→ Given task
Count the lines of the material below that contain the string "barn". Reply with the number alone.

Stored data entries

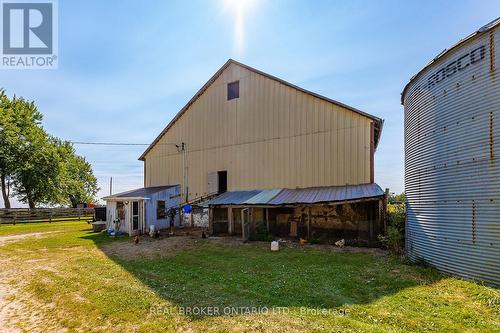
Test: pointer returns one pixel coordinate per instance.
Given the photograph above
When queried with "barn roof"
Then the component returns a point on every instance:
(138, 193)
(310, 195)
(378, 121)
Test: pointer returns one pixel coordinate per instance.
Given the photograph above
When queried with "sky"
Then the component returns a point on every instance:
(126, 68)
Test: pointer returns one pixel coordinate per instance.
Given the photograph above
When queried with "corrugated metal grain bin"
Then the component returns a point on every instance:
(452, 164)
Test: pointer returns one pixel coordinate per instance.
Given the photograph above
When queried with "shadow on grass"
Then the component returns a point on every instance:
(211, 274)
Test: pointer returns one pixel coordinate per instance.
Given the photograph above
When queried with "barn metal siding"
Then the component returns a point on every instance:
(452, 165)
(298, 139)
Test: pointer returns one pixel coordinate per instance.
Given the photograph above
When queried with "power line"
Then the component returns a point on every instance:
(118, 143)
(108, 143)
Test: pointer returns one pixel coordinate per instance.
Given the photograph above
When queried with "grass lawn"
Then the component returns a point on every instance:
(71, 279)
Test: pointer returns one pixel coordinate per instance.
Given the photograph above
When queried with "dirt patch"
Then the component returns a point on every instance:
(15, 238)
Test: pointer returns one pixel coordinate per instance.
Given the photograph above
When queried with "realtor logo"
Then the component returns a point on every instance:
(29, 34)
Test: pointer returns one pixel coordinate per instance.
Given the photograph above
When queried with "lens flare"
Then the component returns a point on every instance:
(239, 9)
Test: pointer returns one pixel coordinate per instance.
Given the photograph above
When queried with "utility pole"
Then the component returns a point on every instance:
(182, 148)
(186, 186)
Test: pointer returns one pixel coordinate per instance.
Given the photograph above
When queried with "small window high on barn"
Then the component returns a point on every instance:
(233, 90)
(161, 212)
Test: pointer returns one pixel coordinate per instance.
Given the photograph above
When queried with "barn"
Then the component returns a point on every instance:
(269, 154)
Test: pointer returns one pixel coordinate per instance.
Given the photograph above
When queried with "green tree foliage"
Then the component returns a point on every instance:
(42, 169)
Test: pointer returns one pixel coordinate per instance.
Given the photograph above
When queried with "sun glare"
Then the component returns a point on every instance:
(239, 9)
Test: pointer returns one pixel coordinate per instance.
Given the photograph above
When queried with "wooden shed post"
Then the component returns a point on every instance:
(230, 221)
(308, 222)
(267, 219)
(210, 221)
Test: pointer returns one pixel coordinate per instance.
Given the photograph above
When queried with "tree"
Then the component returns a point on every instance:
(19, 120)
(37, 177)
(5, 145)
(397, 198)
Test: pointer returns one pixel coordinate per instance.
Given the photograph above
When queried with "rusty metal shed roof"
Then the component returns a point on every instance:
(311, 195)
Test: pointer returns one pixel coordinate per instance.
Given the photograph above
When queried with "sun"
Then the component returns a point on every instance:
(240, 10)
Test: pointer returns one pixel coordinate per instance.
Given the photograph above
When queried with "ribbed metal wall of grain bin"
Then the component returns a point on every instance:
(452, 159)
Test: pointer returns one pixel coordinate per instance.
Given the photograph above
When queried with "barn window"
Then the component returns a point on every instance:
(233, 90)
(161, 212)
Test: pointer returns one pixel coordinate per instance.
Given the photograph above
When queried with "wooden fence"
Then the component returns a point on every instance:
(25, 215)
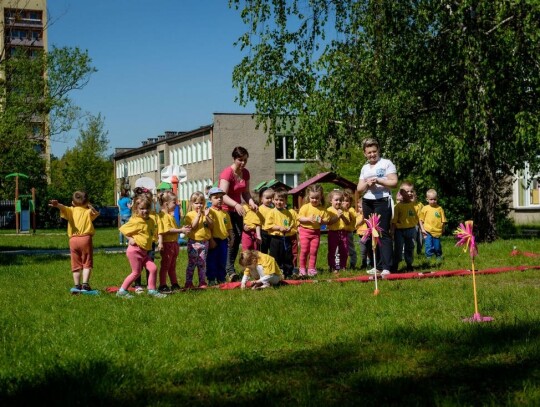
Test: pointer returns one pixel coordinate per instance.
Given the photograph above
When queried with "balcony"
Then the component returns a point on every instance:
(23, 22)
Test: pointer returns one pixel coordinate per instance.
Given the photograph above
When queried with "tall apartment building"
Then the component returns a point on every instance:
(23, 25)
(204, 152)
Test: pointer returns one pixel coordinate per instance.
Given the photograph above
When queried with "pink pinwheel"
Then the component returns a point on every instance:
(466, 238)
(374, 231)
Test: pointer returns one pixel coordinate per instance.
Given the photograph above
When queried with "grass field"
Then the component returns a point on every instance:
(316, 344)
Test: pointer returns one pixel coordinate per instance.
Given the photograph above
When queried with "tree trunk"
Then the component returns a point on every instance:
(485, 198)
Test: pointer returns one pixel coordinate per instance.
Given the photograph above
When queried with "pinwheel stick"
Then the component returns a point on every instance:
(466, 239)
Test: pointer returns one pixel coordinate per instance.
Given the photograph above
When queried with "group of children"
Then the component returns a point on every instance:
(270, 237)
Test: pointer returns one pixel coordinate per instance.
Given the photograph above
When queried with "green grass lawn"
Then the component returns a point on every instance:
(315, 344)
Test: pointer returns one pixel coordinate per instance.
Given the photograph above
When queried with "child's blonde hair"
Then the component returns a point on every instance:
(281, 193)
(141, 200)
(348, 195)
(196, 197)
(80, 198)
(249, 258)
(334, 192)
(268, 192)
(315, 189)
(166, 197)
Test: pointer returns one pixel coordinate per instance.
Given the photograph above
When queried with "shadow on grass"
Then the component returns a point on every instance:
(475, 365)
(17, 260)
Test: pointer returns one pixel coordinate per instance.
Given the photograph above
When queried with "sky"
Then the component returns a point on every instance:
(162, 64)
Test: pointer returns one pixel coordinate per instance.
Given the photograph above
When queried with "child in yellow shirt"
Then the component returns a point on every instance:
(168, 231)
(338, 242)
(222, 236)
(141, 232)
(432, 221)
(260, 267)
(80, 231)
(404, 223)
(280, 225)
(198, 239)
(311, 216)
(266, 198)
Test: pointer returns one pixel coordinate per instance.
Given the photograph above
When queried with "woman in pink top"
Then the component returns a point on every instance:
(234, 181)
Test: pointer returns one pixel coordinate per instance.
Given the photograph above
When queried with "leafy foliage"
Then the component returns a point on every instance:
(451, 90)
(85, 167)
(35, 106)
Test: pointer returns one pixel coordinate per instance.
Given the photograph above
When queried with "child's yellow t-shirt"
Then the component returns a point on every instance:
(167, 222)
(352, 218)
(79, 220)
(252, 219)
(433, 219)
(362, 225)
(202, 232)
(340, 224)
(143, 231)
(283, 217)
(268, 264)
(263, 212)
(308, 210)
(222, 223)
(405, 216)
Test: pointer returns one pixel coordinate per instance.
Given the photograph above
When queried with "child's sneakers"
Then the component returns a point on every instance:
(86, 287)
(123, 294)
(156, 294)
(203, 284)
(175, 288)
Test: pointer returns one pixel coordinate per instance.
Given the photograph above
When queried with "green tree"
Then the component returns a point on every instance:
(86, 166)
(35, 105)
(450, 89)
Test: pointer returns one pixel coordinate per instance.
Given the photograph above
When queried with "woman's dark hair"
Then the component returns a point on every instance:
(239, 152)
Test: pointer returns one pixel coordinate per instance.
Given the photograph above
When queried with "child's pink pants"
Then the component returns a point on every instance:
(309, 246)
(169, 255)
(338, 249)
(138, 258)
(249, 240)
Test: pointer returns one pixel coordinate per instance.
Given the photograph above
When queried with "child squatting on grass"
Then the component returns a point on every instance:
(168, 231)
(141, 230)
(80, 231)
(260, 267)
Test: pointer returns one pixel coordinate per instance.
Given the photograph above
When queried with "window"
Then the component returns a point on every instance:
(288, 179)
(528, 193)
(204, 148)
(285, 148)
(161, 159)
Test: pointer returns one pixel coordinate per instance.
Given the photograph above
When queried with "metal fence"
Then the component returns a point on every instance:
(7, 214)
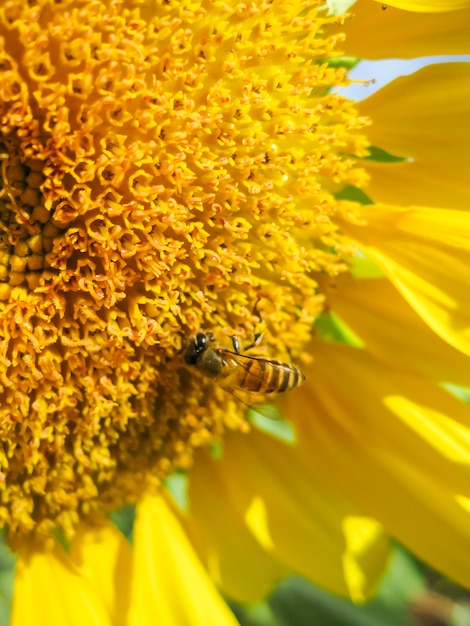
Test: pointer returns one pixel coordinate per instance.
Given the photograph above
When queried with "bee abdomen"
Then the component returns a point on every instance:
(269, 376)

→ Response
5